= The task =
From the passage on Christmas and the Eucharist, give again the section starting at "The nativity of Christ, added" and ending at "of his love.", switching "solidarity" to "fellowship".

= Passage shown =
The same Christ made flesh in Bethlehem continues to be make flesh in the sacrament of the Real Presence, says Salvatore Martinez.

A member of the group that stems from the Charismatic Renewal, Martinez shared with ZENIT a meditation of sorts on Christmas and the Eucharist.

“In this year especially dedicated to the Eucharist, the nativity of Jesus presents itself before our conscience with the same prophetic force of the historical event of Bethlehem,” he said.

“The song of adoration of the angels unites our words of jubilation; our bended knee before Christ in the Eucharist continues in time the gesture of the shepherds and the magi prostrated before the historical Christ,” Martinez said.

Citing Pope Pius XII, he said: “It must be affirmed that there is no confusion between the historical Christ and the Christ present in the Sacrament of the altar. In the worship of the Eucharist the faithful witness to faith in the Church by which it believes that the Word of God and the Son of Mary is one and the same, and is present and hidden in the Eucharist.”

“Christ, who at Christmas was made flesh, continues to be flesh in the Eucharist. Each nativity of Jesus, in a profound way, re-established the foundations of the Eucharist, of the living body of Christ, which doesn’t know the mortal corruption of the flesh,” he said. “It is a mystery of presence without end.”

The nativity of Christ, added Martinez, “reminds us that the affection, tenderness, devotion, protection, mercy, solidarity and justice of God is manifested amid people. Everything speaks of his love.

“Jesus teaches us to be ‘flesh of my flesh,’ that is to say, to transmit his human-divine sensitivity, to be capable of compassion for the moral, spiritual and material sufferings of our time. How much tenderness there is in the Son of God, that it can be experienced by all in the real Eucharistic presence.”

Martinez added: “Nobody is excluded from the birth of God, amid people, if we do not cease to adore and make prophetic the mystery of his presence in history.”

= Provided records =

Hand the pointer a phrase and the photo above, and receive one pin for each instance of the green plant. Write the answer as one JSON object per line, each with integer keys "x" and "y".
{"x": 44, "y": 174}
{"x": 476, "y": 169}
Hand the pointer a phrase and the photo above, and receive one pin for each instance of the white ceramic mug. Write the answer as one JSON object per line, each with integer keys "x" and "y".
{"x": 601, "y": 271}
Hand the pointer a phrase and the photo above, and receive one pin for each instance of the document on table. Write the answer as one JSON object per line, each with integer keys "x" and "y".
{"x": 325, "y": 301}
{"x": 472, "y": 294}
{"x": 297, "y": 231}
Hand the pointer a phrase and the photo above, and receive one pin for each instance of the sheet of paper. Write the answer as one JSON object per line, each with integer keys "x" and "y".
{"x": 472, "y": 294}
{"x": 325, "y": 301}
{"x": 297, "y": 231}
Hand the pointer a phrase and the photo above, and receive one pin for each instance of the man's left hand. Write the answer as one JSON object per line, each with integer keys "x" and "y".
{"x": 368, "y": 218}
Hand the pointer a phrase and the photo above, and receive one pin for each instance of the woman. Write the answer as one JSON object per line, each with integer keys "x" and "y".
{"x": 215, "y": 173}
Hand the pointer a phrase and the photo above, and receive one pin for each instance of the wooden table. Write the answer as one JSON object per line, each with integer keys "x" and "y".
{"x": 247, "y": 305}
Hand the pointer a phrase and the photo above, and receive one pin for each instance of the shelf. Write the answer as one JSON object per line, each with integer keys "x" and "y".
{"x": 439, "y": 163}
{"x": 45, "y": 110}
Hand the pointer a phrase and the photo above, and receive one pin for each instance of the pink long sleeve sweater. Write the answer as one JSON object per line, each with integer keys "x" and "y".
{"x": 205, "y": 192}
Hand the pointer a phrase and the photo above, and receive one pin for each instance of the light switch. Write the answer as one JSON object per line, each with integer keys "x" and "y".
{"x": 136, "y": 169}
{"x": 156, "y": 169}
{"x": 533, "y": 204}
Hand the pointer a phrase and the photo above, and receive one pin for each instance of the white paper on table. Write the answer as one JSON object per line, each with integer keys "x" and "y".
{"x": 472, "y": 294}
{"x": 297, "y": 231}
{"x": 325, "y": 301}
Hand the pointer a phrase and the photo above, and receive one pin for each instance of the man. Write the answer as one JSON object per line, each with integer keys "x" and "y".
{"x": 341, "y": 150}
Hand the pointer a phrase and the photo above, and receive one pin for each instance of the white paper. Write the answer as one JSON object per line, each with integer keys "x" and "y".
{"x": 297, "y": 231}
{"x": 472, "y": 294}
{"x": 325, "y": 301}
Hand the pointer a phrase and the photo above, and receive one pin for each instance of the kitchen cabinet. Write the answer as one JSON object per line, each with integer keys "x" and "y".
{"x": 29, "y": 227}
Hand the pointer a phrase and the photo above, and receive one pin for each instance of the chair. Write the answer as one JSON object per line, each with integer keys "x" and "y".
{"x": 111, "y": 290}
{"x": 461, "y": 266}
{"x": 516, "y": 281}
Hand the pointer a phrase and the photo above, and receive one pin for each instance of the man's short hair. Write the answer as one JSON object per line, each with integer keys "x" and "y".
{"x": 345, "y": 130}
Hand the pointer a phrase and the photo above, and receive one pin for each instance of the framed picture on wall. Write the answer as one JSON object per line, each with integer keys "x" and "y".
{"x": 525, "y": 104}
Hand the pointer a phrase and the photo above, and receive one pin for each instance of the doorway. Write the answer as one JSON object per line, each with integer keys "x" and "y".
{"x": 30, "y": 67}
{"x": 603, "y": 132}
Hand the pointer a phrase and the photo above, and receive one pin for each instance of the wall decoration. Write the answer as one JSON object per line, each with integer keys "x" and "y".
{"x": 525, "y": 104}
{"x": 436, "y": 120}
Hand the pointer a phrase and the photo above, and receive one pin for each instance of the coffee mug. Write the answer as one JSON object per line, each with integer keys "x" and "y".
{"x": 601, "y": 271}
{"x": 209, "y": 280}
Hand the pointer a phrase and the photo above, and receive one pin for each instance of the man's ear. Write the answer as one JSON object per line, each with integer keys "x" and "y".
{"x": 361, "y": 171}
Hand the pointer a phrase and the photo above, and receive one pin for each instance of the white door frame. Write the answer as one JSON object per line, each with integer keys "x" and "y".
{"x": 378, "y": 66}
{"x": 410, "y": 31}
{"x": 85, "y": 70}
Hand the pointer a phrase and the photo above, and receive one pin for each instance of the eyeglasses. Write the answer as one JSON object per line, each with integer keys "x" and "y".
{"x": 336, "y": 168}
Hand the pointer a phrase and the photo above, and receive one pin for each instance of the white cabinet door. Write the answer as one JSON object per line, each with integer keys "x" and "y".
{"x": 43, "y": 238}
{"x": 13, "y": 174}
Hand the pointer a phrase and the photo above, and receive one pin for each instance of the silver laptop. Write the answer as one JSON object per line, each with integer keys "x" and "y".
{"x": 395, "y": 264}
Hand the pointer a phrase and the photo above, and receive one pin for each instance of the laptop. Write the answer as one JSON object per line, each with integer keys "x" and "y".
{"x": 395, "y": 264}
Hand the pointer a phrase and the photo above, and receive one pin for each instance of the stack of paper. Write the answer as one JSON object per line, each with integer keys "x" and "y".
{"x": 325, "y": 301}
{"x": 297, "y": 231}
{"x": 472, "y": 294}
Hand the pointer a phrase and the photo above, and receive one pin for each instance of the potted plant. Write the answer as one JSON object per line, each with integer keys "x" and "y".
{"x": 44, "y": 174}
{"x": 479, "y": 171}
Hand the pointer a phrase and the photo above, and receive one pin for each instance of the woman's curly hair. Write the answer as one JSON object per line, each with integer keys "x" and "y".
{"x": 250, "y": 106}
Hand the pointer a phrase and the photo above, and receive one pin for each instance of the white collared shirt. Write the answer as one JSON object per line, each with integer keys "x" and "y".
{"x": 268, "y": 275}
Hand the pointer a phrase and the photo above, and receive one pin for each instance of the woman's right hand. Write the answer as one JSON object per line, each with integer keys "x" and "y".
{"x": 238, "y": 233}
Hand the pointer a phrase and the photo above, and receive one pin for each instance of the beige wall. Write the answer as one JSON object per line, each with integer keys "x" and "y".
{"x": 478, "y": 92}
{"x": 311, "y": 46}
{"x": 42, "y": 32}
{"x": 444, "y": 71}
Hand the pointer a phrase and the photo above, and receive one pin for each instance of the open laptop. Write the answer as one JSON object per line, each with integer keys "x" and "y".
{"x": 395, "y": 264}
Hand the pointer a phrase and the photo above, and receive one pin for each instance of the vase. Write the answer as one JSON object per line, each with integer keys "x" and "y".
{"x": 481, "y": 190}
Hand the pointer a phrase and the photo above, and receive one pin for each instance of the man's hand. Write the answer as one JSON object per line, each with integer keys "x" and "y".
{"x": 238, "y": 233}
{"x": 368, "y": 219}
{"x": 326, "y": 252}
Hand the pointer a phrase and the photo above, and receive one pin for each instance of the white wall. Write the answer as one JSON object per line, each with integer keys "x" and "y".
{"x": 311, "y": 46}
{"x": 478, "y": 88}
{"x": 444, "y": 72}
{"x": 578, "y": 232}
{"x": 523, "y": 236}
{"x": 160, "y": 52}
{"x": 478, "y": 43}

= Task answer =
The nativity of Christ, added Martinez, “reminds us that the affection, tenderness, devotion, protection, mercy, fellowship and justice of God is manifested amid people. Everything speaks of his love.